▶ TO DO: From the Nils Granlund biography below, write out word for word the passage starting at "Nils T. Granlund" and ending at "and in print.".

= Nils Granlund =

American show producer and businessman

Nils Thor Granlund

Nils T. Granlund (September 29, 1890-April 21, 1957) was an American show producer, entertainment industry entrepreneur and radio industry pioneer. He was a publicist for Marcus Loew who formed Loews Theatres and Metro-Goldwyn-Mayer (MGM). He developed the first film trailers. Although his birth name was Nils Theodore Granlund, he later used Thor as a middle name, and after appearing on early radio was commonly referenced only by his initials, N.T.G., on the air and in print.

==Early life==
Granlund was born in Ljungby Parish in the province of Småland, Sweden. His father was Teodor Granlund, born during 1857 in Fridlevstad in the province of Blekinge. His mother Amanda (Bylund) Granlund (1858-1912) was born in Tingsås Parish, province of Småland. (Source: Swedish Census of 1890). His grandfather Nils-Fredrik Bylund (born 29 oct 1829) had a brewery in the Swedish village of Skruf, Bylunds bryggeri. Granlund emigrated with his family to the United States as second cabin class passengers on the board the S/S Amerika at Copenhagen, Denmark; it arrived at the Port of New York on July 2, 1894. The family settled in Providence, Rhode Island. While still in his teen years he began covering the yachting news for the Providence Tribune, where he later become sports editor, and covered the local entertainment news. By his 18th year he had been an automobile race driver, aviator and press agent. His promotional efforts for a local theater caught the attention of Marcus Loew who hired Granlund in 1913 as a publicity agent for Hanky Panky, a recently acquired touring vaudeville show.

▶ SUPPLIED ENTRIES:
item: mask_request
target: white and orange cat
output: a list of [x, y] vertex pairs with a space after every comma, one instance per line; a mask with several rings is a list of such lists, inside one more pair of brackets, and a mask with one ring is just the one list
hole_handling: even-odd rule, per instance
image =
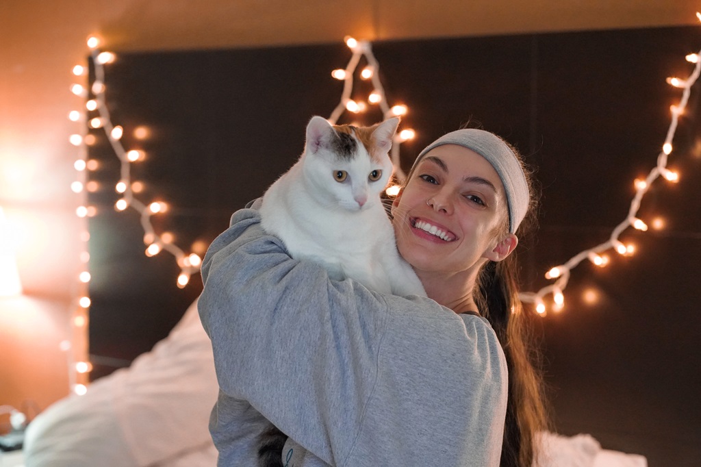
[[[293, 258], [320, 264], [332, 278], [425, 297], [397, 250], [380, 197], [392, 175], [388, 153], [398, 125], [397, 118], [356, 127], [313, 117], [299, 160], [263, 196], [261, 224]], [[259, 467], [282, 467], [287, 439], [271, 424], [258, 440]]]
[[392, 175], [388, 153], [399, 121], [356, 127], [313, 117], [299, 160], [263, 196], [261, 224], [293, 258], [320, 263], [332, 278], [351, 278], [376, 292], [425, 296], [397, 251], [380, 198]]

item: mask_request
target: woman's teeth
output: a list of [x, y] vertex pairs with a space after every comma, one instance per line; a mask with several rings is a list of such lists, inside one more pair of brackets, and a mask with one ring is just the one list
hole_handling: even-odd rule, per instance
[[417, 220], [414, 223], [414, 226], [416, 227], [416, 229], [421, 229], [421, 230], [426, 232], [428, 232], [432, 235], [435, 235], [439, 238], [444, 240], [447, 242], [451, 242], [454, 240], [455, 240], [453, 236], [449, 235], [447, 232], [444, 232], [442, 230], [435, 226], [435, 225], [432, 225], [428, 222], [422, 220]]

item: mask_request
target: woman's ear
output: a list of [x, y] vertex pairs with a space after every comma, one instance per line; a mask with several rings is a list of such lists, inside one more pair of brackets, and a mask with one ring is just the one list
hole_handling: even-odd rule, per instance
[[485, 256], [488, 259], [491, 261], [501, 261], [510, 255], [511, 252], [516, 249], [516, 245], [518, 244], [518, 237], [513, 234], [509, 234], [496, 244], [494, 250], [488, 252]]

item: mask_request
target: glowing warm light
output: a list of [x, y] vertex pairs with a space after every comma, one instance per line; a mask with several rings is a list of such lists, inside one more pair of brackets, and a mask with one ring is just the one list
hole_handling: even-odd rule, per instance
[[123, 211], [125, 209], [129, 207], [129, 203], [123, 198], [122, 199], [117, 200], [117, 202], [114, 203], [114, 208], [118, 211]]
[[97, 36], [90, 36], [88, 38], [88, 46], [90, 48], [97, 48], [100, 46], [100, 40]]
[[348, 111], [351, 111], [354, 114], [357, 114], [360, 111], [360, 107], [358, 104], [358, 102], [352, 99], [348, 99], [346, 102], [346, 108], [348, 109]]
[[136, 162], [144, 158], [144, 153], [141, 151], [137, 151], [136, 149], [132, 149], [127, 152], [127, 159], [130, 162]]
[[648, 182], [639, 178], [635, 179], [633, 184], [635, 185], [635, 189], [637, 190], [644, 190], [648, 187]]
[[677, 172], [665, 170], [662, 170], [660, 173], [662, 173], [662, 176], [664, 177], [668, 182], [676, 183], [679, 181], [679, 174]]
[[80, 84], [74, 84], [71, 86], [71, 92], [76, 95], [82, 96], [85, 95], [86, 88]]
[[158, 243], [151, 243], [149, 245], [149, 248], [146, 249], [147, 256], [155, 256], [161, 252], [161, 245]]
[[134, 128], [134, 137], [137, 140], [145, 140], [151, 135], [151, 130], [145, 126], [137, 126]]
[[104, 83], [95, 81], [93, 83], [93, 94], [102, 94], [104, 92]]
[[157, 212], [165, 212], [168, 210], [168, 206], [161, 201], [154, 201], [149, 205], [149, 209], [154, 214], [156, 214]]
[[559, 277], [562, 273], [562, 270], [556, 266], [555, 267], [551, 269], [550, 271], [545, 273], [545, 278], [554, 279], [555, 278]]
[[651, 223], [651, 225], [652, 225], [653, 229], [654, 229], [655, 230], [662, 230], [662, 229], [665, 228], [665, 219], [662, 219], [662, 217], [655, 217], [655, 219], [653, 219], [653, 222]]
[[340, 68], [338, 69], [334, 69], [333, 72], [331, 72], [331, 76], [335, 78], [336, 79], [340, 79], [343, 81], [346, 79], [346, 70], [341, 69]]
[[392, 185], [391, 187], [388, 187], [387, 189], [385, 190], [385, 193], [387, 194], [388, 196], [392, 196], [393, 198], [399, 194], [399, 191], [401, 187], [399, 185]]
[[96, 60], [100, 65], [105, 65], [106, 63], [112, 63], [115, 58], [116, 58], [116, 55], [111, 52], [101, 52], [97, 54]]
[[599, 303], [599, 295], [596, 289], [588, 288], [582, 292], [582, 300], [587, 305], [594, 305]]
[[396, 115], [397, 116], [402, 115], [406, 115], [408, 109], [406, 105], [395, 105], [390, 109], [393, 115]]
[[190, 259], [190, 264], [196, 268], [198, 267], [200, 264], [202, 264], [202, 258], [195, 253], [191, 253], [190, 256], [187, 257]]
[[674, 86], [675, 88], [683, 88], [686, 83], [681, 81], [679, 78], [667, 78], [667, 82], [669, 84]]
[[644, 232], [648, 229], [648, 224], [640, 219], [634, 219], [632, 225], [635, 229]]

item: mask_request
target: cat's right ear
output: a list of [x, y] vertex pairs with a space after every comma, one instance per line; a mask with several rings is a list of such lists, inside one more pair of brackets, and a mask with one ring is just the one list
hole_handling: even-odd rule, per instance
[[319, 148], [327, 145], [331, 130], [333, 130], [331, 123], [326, 119], [316, 115], [313, 116], [307, 124], [305, 151], [315, 154]]

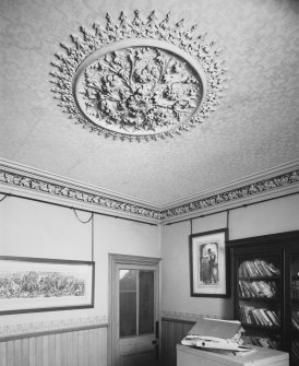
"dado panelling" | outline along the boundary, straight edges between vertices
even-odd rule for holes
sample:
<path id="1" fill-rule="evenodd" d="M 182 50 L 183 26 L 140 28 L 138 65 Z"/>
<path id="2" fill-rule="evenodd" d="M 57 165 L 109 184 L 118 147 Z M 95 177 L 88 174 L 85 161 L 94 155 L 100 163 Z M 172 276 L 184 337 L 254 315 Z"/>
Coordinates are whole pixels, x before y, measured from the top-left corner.
<path id="1" fill-rule="evenodd" d="M 0 366 L 105 366 L 107 327 L 0 339 Z"/>

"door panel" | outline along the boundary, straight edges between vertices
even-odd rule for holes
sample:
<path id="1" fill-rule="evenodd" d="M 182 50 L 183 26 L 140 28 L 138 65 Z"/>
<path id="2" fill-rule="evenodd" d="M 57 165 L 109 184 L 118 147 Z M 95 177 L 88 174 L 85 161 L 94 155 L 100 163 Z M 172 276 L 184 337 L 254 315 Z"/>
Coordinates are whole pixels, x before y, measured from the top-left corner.
<path id="1" fill-rule="evenodd" d="M 154 365 L 155 270 L 119 267 L 119 345 L 121 366 Z"/>
<path id="2" fill-rule="evenodd" d="M 111 269 L 110 365 L 155 366 L 159 259 L 130 256 L 129 263 L 116 262 Z"/>

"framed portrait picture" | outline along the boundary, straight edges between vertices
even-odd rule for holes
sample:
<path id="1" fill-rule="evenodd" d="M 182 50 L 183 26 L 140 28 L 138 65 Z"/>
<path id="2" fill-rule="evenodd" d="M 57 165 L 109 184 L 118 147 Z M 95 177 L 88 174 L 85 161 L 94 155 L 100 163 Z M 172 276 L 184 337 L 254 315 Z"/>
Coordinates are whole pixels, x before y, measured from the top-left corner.
<path id="1" fill-rule="evenodd" d="M 0 256 L 0 315 L 94 307 L 93 261 Z"/>
<path id="2" fill-rule="evenodd" d="M 191 296 L 229 297 L 227 228 L 190 235 Z"/>

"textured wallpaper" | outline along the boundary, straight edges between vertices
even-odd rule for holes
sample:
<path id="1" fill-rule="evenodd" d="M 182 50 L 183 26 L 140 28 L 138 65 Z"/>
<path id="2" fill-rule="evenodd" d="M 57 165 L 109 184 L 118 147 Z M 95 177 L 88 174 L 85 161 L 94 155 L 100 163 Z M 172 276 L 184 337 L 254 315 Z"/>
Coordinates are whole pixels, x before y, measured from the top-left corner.
<path id="1" fill-rule="evenodd" d="M 130 143 L 83 130 L 50 92 L 59 44 L 121 10 L 198 23 L 226 59 L 227 91 L 191 132 Z M 0 2 L 0 156 L 158 204 L 299 157 L 299 2 Z"/>

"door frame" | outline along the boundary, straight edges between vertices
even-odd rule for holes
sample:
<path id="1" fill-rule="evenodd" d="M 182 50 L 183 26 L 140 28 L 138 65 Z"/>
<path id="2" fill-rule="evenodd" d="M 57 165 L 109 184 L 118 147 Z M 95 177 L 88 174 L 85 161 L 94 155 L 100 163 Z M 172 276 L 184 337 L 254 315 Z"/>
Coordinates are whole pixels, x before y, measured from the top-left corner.
<path id="1" fill-rule="evenodd" d="M 117 302 L 115 297 L 116 281 L 118 281 L 117 267 L 124 265 L 152 265 L 157 271 L 157 318 L 160 315 L 160 258 L 140 257 L 109 253 L 109 326 L 108 326 L 108 366 L 120 366 L 120 353 L 118 349 L 119 341 L 119 323 L 116 317 Z M 160 347 L 159 347 L 160 349 Z"/>

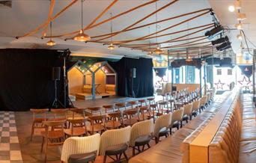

▶ SOLUTION:
Nils T. Granlund (September 29, 1890-April 21, 1957) was an American show producer, entertainment industry entrepreneur and radio industry pioneer. He was a publicist for Marcus Loew who formed Loews Theatres and Metro-Goldwyn-Mayer (MGM). He developed the first film trailers. Although his birth name was Nils Theodore Granlund, he later used Thor as a middle name, and after appearing on early radio was commonly referenced only by his initials, N.T.G., on the air and in print.